Required work - Turn every line of the records below into one numbered list, leaving out any blank lines.

[Begin]

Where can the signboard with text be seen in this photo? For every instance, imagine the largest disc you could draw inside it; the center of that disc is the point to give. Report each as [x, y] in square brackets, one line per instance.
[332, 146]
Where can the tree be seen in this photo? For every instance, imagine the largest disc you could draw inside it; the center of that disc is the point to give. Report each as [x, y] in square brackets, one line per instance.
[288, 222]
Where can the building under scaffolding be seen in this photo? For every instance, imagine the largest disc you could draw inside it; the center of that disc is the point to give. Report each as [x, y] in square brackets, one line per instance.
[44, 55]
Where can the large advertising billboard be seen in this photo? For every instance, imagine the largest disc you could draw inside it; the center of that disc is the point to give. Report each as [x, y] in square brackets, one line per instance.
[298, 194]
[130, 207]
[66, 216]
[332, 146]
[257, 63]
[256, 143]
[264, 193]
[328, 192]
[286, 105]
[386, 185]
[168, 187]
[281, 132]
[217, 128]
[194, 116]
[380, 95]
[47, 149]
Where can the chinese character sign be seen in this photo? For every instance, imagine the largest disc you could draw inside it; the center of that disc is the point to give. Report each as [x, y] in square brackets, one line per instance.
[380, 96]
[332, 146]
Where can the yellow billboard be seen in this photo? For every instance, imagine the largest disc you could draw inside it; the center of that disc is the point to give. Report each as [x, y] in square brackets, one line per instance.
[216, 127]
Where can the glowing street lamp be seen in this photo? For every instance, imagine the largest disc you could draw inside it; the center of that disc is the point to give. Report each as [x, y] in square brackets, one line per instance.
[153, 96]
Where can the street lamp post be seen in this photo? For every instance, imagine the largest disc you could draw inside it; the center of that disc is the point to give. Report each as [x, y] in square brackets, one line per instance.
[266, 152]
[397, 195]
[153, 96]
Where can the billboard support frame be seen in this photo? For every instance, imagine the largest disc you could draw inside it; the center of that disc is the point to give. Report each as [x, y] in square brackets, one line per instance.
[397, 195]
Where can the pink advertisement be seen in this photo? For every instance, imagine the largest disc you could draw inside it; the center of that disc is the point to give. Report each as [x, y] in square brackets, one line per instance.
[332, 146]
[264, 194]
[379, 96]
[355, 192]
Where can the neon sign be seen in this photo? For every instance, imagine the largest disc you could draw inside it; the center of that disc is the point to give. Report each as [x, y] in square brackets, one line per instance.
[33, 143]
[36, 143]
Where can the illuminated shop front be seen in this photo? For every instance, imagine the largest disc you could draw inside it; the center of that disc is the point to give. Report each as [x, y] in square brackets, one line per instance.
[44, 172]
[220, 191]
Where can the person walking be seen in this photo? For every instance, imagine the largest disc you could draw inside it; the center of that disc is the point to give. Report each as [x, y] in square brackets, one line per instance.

[End]

Written answer -
1. Where can the signboard with text be seen in this photo? For every instance, imagine the largest disc you could draw inside it; the center of that disc is the point to give. Report each as [x, y] in square brackets, one line per instance.
2. [332, 146]
3. Where can the tree be seen in this photo? For every instance, imagine the largest disc you could draw inside it; the center of that disc is the point to give. Report each as [x, y] in square brackets, one line per instance.
4. [288, 222]
5. Where can the building under scaffolding be seen in this photo? For every instance, imagine the largest disc you could draw inside it; the center of that disc is the point to give. Report each as [x, y] in square brackets, one line per instance.
6. [44, 55]
7. Where can the large advertising billboard be seen in this photo? For every instance, imagine the largest disc you could draw inside it; the center of that disc is the point to give. Report each as [x, y] in square brackets, one line per instance.
8. [298, 194]
9. [130, 207]
10. [66, 216]
11. [332, 146]
12. [257, 63]
13. [256, 143]
14. [264, 193]
15. [328, 192]
16. [286, 105]
17. [386, 185]
18. [168, 187]
19. [281, 132]
20. [217, 128]
21. [194, 116]
22. [380, 95]
23. [47, 149]
24. Where can the chinese character sign be seen in this photo? For every instance, imagine the largest disc you could draw inside it; the center of that disc is the point to give. Report each as [x, y] in square brackets, one line per instance.
25. [380, 96]
26. [332, 146]
27. Where can the yellow billboard be seen in this photo? For every instance, imagine the largest disc you could draw inside it; the center of that disc is the point to give. Report each as [x, y] in square brackets, one line per instance.
28. [216, 127]
29. Where can the glowing street lamp be seen in this photo? For every instance, imagine the largest disc you could draw inside it; the center of that disc is the point to give. Report each as [x, y] in square brackets, one line per instance.
30. [153, 96]
31. Where can the street lamp post be seen in this photo? For every instance, imagine the largest disc you could draw inside it; the center of that disc is the point to give. Report each as [x, y] in square brackets, one line per instance.
32. [266, 152]
33. [397, 195]
34. [153, 96]
35. Where can the billboard support frame be seen in this photo? For every instance, imagine the largest disc you could draw inside it; the center of that disc is the point to give. Report each as [x, y] in square brackets, one line per instance.
36. [397, 195]
37. Where can the pink advertisement be seen in this photo? For every instance, imagine the largest disc you could draw inside it; the center of that disc is the point to give. Report each as [x, y] in square brackets, one line per instance.
38. [332, 146]
39. [264, 194]
40. [379, 96]
41. [355, 192]
42. Where can the neon sign be seen in this photo? For every instance, imagine the largest disc you could draw inside it; the center of that disc is the point to give. Report each as [x, y] in square brackets, one line per instance.
43. [33, 143]
44. [36, 143]
45. Where can the illuminated shop front be seen in this photo? For every instance, imagine the largest disc you could draw inside it; the center of that disc is the point to give. Report each as [x, y] in square brackets, one line per instance.
46. [44, 172]
47. [220, 191]
48. Where can the person walking be seen in this photo? For every instance, imagine the largest disc you could draw inside it; the center of that disc is the point to give. Report each as [x, y] in square brackets, one line per instance.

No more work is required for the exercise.